### Source passage
* * * * * * * * *

North Lungpher is a village in Mizoram, India. North Lungpher is a medium size village located in Thingsulthliah RD Block of Saitual district, Mizoram, with about 200 families residing there.

Population
As of the 2011 India Census, North Lungpher had a population of 899. Males constituted 57% of the population and females 43%. In North Lungpher, 17.04% of the population is under 6 years of age. North Lungpher is located in the district of Saitual, Mizoram.

The population of children with ages 0–6 is 146 which makes up 17.04% of the total population of the village. The average sex ratio of North Lungpher is 961, which is lower than the Mizoram state average of 976. The child sex ratio for North Lungpher as the census shows is 896, lower than the Mizoram average of 970.

Most of the population in North Lungpher is from Schedule Tribe (ST). ST constitutes 99.53% of the total population. There is no population of Schedule Caste (SC) in North Lungpher.

N.Lungpher village has a higher literacy rate than Mizoram. In 2011, the literacy rate of North Lungpher village was 91.56%, compared to 91.33% in Mizoram. The male literacy was at 90.28%, while the female literacy rate was 92.88%.

As per the constitution of India and the Panchyati Raaj Act, North Lungpher is administrated by Sarpanch (Head of Village) who is an elected representative of the village.

* * * * * * * * *

### Records shown

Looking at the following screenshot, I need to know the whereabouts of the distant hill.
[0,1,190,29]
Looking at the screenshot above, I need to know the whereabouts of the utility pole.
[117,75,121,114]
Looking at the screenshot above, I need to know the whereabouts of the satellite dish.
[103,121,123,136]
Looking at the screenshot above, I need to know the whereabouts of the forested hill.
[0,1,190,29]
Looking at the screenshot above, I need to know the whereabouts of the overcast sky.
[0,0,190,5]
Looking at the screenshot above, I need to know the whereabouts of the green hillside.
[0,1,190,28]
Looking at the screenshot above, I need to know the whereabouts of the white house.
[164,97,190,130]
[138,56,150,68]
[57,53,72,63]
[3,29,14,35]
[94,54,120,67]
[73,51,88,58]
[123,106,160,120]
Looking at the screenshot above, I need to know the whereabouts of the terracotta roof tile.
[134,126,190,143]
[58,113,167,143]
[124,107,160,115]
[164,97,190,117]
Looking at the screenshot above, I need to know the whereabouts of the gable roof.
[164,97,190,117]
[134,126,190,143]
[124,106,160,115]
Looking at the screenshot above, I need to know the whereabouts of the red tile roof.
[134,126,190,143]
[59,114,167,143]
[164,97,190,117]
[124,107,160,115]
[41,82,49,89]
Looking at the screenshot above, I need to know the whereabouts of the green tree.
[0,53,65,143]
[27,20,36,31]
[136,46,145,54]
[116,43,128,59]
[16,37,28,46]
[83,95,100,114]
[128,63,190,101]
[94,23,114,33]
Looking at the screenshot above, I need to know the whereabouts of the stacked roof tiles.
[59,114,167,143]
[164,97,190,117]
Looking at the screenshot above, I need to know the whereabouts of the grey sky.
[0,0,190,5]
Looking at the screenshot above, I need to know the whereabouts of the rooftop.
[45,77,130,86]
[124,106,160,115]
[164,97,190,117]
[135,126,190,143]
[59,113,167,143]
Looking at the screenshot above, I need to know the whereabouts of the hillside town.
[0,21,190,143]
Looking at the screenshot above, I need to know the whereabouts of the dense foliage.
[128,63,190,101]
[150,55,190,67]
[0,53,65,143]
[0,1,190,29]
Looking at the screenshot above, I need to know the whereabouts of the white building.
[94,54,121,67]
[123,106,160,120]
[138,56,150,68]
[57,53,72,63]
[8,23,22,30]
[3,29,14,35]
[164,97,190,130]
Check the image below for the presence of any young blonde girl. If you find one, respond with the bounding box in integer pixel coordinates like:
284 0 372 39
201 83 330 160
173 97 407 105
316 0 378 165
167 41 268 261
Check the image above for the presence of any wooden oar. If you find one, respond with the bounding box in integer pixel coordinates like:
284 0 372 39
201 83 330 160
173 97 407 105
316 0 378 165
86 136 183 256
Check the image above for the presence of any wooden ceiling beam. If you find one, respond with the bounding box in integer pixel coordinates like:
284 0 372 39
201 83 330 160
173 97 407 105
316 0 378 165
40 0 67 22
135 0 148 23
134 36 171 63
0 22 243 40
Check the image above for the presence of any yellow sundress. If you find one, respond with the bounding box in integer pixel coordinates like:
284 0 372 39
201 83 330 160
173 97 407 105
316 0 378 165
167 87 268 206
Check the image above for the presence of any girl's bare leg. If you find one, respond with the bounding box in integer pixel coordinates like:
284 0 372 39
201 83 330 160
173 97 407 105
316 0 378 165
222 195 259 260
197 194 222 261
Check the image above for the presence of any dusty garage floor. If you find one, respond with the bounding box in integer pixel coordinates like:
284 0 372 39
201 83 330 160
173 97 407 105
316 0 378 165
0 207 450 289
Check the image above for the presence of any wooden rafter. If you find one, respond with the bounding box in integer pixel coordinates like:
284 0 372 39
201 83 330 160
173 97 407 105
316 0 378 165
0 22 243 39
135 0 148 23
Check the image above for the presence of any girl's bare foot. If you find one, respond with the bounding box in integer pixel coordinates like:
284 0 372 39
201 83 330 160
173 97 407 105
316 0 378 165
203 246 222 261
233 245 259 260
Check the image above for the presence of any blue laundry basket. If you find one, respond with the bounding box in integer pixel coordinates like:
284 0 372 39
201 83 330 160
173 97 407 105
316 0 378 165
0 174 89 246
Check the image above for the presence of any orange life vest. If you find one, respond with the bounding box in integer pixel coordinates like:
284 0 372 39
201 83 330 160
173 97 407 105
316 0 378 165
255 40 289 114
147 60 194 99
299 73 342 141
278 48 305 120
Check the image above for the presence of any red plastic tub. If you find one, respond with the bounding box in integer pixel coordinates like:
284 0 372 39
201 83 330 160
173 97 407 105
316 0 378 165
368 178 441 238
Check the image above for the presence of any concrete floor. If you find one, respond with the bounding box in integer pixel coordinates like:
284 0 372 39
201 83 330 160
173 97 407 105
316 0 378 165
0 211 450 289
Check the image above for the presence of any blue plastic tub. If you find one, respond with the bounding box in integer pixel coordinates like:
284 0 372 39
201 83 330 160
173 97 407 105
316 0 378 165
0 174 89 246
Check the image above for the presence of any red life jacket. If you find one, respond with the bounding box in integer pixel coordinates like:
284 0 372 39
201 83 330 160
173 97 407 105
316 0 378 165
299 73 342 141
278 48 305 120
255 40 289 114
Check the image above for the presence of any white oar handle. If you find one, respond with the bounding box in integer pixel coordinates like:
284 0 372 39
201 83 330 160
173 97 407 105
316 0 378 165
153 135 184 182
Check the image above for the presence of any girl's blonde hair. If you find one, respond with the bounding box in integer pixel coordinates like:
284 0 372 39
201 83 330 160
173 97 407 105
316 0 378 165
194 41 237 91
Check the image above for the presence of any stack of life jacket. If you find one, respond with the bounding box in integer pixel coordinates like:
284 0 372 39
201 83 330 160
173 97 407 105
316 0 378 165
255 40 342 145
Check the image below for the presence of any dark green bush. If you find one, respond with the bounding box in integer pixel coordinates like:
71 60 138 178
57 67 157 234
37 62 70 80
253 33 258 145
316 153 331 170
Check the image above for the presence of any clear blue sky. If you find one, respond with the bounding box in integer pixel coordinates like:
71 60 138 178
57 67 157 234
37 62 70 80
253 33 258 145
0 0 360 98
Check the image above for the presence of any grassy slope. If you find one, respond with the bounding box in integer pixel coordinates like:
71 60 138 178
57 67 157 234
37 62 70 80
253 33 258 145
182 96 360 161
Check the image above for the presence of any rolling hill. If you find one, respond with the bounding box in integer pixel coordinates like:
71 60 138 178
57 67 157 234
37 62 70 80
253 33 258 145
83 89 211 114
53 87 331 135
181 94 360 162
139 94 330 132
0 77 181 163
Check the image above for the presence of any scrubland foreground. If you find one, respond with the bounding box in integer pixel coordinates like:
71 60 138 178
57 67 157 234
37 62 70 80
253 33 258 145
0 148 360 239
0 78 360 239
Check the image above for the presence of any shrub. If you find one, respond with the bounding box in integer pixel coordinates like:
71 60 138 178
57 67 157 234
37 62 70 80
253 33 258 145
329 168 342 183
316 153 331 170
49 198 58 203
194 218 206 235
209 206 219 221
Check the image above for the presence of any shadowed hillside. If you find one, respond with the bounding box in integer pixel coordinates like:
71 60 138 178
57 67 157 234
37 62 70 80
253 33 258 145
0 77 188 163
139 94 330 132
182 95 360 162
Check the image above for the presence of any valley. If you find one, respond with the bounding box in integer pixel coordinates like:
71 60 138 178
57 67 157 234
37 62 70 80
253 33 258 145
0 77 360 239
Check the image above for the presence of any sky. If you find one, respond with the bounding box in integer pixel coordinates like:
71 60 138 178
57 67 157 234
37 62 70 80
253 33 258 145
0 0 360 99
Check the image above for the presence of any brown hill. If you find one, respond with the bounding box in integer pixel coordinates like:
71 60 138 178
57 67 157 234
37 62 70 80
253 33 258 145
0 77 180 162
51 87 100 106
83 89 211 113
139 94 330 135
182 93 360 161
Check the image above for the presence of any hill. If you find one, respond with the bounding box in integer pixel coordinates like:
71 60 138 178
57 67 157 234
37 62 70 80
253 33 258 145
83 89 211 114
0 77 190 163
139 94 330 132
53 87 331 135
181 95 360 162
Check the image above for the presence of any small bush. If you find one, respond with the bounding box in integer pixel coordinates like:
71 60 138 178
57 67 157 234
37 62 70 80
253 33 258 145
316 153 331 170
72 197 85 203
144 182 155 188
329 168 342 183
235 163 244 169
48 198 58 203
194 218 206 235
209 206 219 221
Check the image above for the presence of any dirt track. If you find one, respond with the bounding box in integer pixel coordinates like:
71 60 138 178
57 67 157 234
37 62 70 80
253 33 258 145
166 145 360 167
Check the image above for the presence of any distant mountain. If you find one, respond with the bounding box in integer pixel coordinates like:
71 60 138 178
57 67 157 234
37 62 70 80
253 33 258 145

* * * * * * * * *

### Exercise requirements
Continue the article on North Lungpher, starting after its final sentence about the Sarpanch.

### Answer to the task
Geography

North Lungpher settlements are located between Chalfilh Tlang, the 6th highest mountain, and Mawmrang mountain range in Mizoram. It is located at an average elevation of 3,325 ft (1,013.5 m) above sea level. The geographical location of North Lungpher is between 23°47'21" - 23°47'01" N latitude and 92°58'22" - 92°58'43" E longitude. North Lungpher experiences a southwest monsoon in summer. The annual rainfall record at some places is 289 cm per year. The temperature of the village is neither too hot nor too cold. The village hardly exceeds 30 °C at summer and never fall below 5 °C during winter. All these above factors shaped the growth of vegetation and the village area is currently well vegetated.

Flora
More than 50% of the village area, now, is covered by thick forest, but the continuous practice of Jhumming, and non-agricultural land use like buildings, transportations like agricultural road and communication utilities etc. in the area led to a decline in the forest cover area. The region falls under the direct influence of southwest monsoon. As such, the region receives an adequate amount of rainfall. The climate is humid tropical, characterized by short winter, long summer with heavy rainfall. Currently, there are enough land resources for cultivation of different vegetables and cash crops. The village forest is an open access and is where the villagers go for their everyday needs like fodder and firewood etc. Although the village forest is an open access, but trading the forest products like timber, firewood and charcoal production are strictly prohibited. But are still open accesses for consumption. Some area of the land are protected by the villagers by planting useful species of trees like Ngiau (Michelia Champaca), Vang (Albizzia Stipulate), Khiang (Schima Wallichi) etc. Planting of trees is also done with the help of Village Forest Department Committee (VFDC) and Young Mizo Association (YMA). Vast areas of land are owned by individuals and are mainly used for cultivation. Current forest status shows decreases in forest cover due to the continuous practice of Shifting cultivation.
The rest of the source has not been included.